══ MATERIAL FOR THIS EXERCISE ══

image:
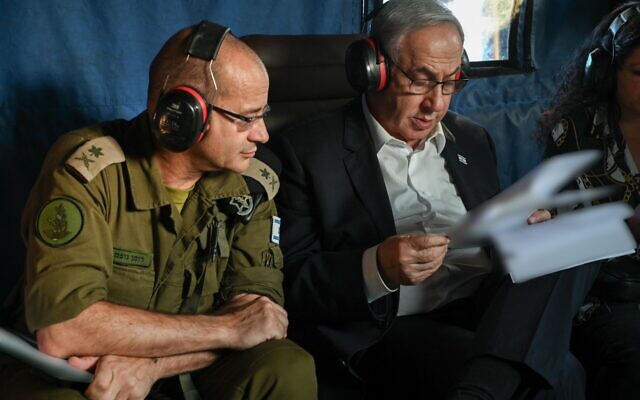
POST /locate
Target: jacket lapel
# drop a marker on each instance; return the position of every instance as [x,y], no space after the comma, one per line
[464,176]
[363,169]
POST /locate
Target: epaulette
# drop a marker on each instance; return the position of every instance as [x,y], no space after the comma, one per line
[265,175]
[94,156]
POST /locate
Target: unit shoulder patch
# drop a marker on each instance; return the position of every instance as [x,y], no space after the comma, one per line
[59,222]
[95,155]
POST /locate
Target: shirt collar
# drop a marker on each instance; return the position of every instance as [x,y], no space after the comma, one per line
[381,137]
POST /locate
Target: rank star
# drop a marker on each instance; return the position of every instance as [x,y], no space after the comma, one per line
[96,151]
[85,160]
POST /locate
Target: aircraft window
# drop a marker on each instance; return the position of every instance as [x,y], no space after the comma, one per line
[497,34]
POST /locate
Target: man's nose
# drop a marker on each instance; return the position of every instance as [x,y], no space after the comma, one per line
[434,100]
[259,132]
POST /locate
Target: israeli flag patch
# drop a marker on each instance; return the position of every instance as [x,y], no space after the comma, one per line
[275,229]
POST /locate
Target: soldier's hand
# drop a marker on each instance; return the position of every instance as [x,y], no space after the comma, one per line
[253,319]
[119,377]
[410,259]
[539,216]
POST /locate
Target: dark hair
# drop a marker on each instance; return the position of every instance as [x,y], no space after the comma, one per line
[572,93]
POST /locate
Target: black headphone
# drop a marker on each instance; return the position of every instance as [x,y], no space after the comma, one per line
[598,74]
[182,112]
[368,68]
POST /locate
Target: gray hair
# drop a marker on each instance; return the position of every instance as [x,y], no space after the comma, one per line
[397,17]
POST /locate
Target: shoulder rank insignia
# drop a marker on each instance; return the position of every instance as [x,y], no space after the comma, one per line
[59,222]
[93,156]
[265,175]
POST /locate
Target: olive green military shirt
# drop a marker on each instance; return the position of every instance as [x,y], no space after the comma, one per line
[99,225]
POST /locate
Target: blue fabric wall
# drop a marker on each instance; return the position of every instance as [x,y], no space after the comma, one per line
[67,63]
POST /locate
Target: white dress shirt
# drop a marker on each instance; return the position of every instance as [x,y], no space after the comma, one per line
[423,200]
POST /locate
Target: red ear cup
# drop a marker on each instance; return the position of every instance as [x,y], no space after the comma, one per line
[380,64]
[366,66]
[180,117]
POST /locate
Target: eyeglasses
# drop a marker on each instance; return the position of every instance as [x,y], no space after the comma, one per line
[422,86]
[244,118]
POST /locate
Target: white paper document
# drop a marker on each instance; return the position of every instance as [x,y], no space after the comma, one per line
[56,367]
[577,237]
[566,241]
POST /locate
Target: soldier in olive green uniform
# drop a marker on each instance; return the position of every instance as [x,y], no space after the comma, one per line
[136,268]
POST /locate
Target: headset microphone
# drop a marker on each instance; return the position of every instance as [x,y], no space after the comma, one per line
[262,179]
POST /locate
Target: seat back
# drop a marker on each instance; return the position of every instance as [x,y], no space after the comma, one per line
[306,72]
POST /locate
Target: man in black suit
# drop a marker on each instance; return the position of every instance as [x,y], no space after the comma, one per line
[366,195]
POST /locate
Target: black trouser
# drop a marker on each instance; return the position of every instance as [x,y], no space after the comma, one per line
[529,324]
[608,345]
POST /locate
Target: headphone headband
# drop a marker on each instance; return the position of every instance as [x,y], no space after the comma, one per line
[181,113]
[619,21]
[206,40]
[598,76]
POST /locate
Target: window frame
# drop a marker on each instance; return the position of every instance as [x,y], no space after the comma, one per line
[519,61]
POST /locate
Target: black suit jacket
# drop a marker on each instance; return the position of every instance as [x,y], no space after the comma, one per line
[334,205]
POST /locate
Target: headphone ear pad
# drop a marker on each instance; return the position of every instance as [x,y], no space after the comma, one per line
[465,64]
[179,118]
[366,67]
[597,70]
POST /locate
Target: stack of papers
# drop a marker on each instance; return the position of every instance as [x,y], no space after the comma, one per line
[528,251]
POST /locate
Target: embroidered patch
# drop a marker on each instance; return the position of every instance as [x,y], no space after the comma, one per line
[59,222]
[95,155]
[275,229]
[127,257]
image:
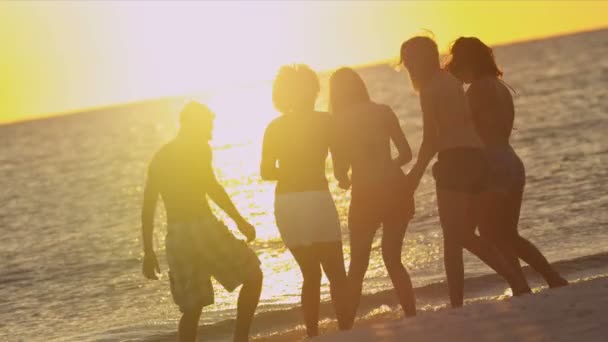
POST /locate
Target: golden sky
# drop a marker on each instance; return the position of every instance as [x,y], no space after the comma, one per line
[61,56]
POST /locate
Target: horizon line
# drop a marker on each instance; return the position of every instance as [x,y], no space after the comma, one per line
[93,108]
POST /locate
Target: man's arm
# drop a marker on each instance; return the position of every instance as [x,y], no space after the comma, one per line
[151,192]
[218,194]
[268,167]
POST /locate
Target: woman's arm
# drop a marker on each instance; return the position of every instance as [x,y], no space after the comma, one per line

═══
══ MATERIAL FOR THIS EXERCISE ══

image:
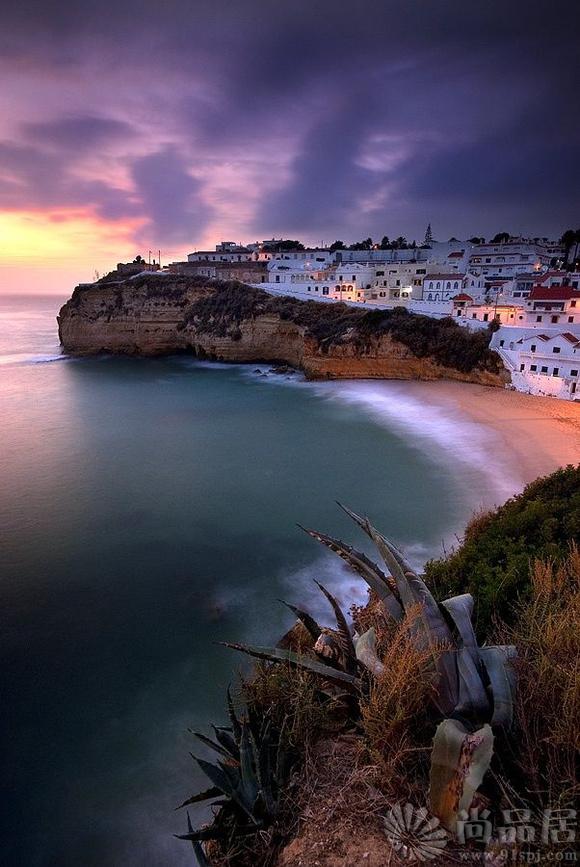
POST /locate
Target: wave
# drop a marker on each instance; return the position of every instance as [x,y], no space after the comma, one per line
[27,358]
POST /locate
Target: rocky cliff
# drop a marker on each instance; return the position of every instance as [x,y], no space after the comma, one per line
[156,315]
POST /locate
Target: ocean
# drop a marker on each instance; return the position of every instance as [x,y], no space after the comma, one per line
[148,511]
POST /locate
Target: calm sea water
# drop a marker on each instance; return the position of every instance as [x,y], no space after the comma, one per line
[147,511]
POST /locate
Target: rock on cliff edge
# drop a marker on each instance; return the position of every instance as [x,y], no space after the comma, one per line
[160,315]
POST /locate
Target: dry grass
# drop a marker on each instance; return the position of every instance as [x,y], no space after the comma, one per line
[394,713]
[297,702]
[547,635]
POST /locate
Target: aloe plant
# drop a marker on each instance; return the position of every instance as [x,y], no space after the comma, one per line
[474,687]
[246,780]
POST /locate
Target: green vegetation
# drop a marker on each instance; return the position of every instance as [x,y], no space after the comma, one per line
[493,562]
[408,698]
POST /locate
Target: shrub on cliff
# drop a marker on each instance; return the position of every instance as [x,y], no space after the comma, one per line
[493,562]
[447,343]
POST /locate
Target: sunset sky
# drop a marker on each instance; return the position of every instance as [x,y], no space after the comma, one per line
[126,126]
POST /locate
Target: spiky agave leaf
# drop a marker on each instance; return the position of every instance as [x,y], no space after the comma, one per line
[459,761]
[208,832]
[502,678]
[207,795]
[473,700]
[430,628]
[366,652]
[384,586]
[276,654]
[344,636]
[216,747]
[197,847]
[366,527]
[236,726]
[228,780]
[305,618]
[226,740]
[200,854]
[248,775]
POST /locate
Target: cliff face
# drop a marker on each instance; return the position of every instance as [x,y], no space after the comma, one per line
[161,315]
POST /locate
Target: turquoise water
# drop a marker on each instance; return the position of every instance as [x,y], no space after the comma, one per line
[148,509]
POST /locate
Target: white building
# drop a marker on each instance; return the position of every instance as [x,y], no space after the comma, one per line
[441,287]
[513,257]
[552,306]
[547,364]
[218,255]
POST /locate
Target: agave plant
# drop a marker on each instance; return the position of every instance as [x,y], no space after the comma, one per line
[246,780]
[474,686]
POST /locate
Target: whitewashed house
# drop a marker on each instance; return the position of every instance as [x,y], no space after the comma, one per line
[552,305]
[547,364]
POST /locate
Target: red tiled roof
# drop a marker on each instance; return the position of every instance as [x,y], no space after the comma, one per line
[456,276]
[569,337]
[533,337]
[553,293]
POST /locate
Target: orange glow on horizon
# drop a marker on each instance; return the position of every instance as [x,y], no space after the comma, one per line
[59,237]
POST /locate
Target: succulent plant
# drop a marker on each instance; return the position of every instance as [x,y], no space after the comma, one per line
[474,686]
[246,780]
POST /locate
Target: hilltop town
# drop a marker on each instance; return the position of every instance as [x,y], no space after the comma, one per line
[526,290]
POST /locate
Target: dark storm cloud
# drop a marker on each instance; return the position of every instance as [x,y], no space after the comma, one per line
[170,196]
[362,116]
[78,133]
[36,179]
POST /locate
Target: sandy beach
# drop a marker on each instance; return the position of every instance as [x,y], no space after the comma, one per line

═══
══ MATERIAL FOR THIS EXERCISE ══

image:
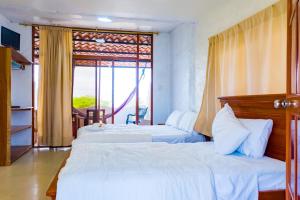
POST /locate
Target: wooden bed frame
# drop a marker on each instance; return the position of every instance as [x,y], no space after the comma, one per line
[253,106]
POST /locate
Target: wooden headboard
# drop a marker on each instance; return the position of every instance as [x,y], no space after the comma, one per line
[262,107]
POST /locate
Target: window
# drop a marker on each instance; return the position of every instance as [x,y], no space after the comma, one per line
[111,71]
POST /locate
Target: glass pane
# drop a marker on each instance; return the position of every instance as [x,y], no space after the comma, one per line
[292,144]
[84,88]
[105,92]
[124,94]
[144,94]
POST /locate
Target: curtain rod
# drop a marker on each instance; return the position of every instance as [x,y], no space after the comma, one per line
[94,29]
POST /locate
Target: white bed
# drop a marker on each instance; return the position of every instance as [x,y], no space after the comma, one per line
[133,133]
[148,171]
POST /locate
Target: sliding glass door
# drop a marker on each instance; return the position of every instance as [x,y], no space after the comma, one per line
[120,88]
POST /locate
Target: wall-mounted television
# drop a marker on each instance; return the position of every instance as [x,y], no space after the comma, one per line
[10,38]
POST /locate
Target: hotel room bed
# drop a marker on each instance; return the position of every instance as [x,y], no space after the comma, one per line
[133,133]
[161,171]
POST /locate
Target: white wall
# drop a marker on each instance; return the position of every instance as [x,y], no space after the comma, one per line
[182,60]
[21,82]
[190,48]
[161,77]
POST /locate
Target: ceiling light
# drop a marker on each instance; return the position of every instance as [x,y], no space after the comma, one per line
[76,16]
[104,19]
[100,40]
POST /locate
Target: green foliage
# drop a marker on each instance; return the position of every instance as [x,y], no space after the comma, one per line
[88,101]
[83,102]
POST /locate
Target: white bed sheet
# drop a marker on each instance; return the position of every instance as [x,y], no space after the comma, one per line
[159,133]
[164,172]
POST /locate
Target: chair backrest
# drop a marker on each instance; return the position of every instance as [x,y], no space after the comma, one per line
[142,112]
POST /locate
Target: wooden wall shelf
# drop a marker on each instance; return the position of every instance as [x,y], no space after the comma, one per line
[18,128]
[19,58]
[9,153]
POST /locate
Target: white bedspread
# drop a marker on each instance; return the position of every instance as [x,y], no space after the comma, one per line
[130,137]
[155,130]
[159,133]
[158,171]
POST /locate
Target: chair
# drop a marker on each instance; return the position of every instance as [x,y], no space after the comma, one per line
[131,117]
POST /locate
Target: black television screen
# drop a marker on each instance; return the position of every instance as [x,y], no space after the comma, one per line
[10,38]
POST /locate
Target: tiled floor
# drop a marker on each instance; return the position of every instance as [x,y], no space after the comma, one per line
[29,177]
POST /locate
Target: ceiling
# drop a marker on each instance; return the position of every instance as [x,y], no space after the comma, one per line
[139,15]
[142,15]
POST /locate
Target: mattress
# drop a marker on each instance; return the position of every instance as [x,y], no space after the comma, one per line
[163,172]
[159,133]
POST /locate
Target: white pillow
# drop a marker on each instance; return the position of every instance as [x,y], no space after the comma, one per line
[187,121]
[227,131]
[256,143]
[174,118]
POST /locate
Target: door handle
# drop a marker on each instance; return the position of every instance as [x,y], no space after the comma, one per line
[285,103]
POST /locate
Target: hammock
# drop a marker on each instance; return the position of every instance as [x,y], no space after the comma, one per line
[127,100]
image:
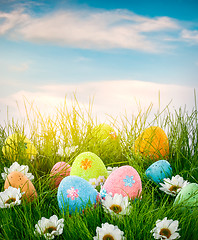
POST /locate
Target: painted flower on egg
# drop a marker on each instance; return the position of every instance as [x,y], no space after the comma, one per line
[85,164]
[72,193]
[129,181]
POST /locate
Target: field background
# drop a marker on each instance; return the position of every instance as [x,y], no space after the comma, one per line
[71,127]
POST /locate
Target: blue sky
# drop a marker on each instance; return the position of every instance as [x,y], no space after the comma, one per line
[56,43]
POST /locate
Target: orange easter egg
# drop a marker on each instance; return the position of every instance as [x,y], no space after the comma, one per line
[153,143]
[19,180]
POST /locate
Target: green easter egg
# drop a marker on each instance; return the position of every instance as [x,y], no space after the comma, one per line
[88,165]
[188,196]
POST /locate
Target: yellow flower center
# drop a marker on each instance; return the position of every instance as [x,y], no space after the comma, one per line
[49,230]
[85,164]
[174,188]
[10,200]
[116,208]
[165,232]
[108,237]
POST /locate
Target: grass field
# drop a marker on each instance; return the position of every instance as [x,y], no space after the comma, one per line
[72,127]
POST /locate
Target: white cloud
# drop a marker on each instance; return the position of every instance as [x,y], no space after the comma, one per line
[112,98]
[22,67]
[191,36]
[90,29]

═══

- DO THIS
Filter the records above and copy out every line that contains the word "dark", matching case exactly.

- COMPLETE RESPONSE
Target: dark hair
Target: dark storm cloud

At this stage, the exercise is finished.